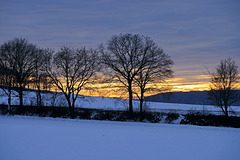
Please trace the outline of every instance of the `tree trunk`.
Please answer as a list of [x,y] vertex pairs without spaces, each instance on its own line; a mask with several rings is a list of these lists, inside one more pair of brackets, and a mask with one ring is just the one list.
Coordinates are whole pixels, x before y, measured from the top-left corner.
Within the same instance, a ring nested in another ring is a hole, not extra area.
[[11,112],[11,96],[12,96],[12,91],[11,91],[11,83],[9,84],[8,86],[8,112],[10,113]]
[[71,107],[71,118],[74,119],[75,118],[75,108]]
[[12,74],[8,83],[8,112],[11,114],[11,97],[12,96]]
[[22,87],[22,84],[20,84],[20,87],[19,87],[19,105],[20,105],[20,108],[23,107],[23,87]]
[[42,105],[42,96],[41,96],[41,90],[40,87],[38,87],[38,92],[37,92],[37,106],[41,107]]
[[129,94],[129,114],[130,114],[130,116],[132,116],[132,114],[133,114],[133,104],[132,104],[133,96],[132,96],[131,84],[129,85],[129,88],[128,88],[128,94]]
[[71,103],[71,95],[66,96],[66,98],[67,98],[68,107],[70,111],[70,117],[74,119],[74,106],[73,106],[74,104],[72,105]]
[[225,106],[225,116],[226,116],[226,118],[228,118],[228,107],[227,106]]
[[39,92],[39,107],[42,106],[42,96],[41,93]]
[[8,112],[11,112],[11,93],[8,95]]
[[41,90],[39,87],[37,87],[38,91],[37,91],[37,107],[38,107],[38,114],[41,115],[42,114],[42,97],[41,97]]
[[75,118],[75,101],[74,101],[74,99],[72,100],[71,118],[72,119]]
[[140,122],[143,121],[143,93],[141,92],[140,97]]
[[143,99],[140,99],[140,114],[143,112]]

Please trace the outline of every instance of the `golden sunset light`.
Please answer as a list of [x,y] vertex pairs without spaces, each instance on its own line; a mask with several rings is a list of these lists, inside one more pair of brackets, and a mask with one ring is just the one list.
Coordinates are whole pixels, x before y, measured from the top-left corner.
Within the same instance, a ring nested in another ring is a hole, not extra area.
[[0,0],[0,160],[240,160],[240,0]]
[[[190,81],[189,81],[190,80]],[[166,80],[166,83],[155,84],[159,88],[169,87],[166,92],[190,92],[190,91],[208,91],[210,84],[209,75],[198,75],[198,76],[185,76],[183,78],[174,77]],[[94,89],[86,90],[83,89],[80,94],[86,96],[97,96],[97,97],[116,97],[116,98],[128,98],[128,93],[121,89],[120,83],[97,83],[92,85]],[[240,84],[237,84],[237,88],[240,89]],[[164,92],[164,91],[163,91]],[[119,94],[121,93],[121,94]],[[146,96],[158,94],[160,92],[146,93]],[[136,96],[135,96],[136,98]]]
[[[189,77],[188,77],[189,78]],[[187,78],[172,78],[166,80],[166,83],[154,84],[161,89],[162,87],[168,86],[168,90],[162,92],[189,92],[189,91],[206,91],[209,90],[209,76],[200,75],[190,77],[190,79],[195,79],[196,81],[188,82]],[[198,80],[198,81],[197,81]],[[202,80],[202,81],[201,81]],[[86,96],[99,96],[99,97],[116,97],[127,99],[128,93],[122,89],[122,84],[120,83],[96,83],[91,85],[92,89],[83,89],[80,94]],[[136,89],[136,88],[135,88]],[[152,91],[146,93],[146,96],[161,93],[159,91]],[[135,96],[136,98],[136,96]]]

--*--

Description of the task
If a line of the listing contains the word "outline", count it, then state only the total.

Reply to the exercise
2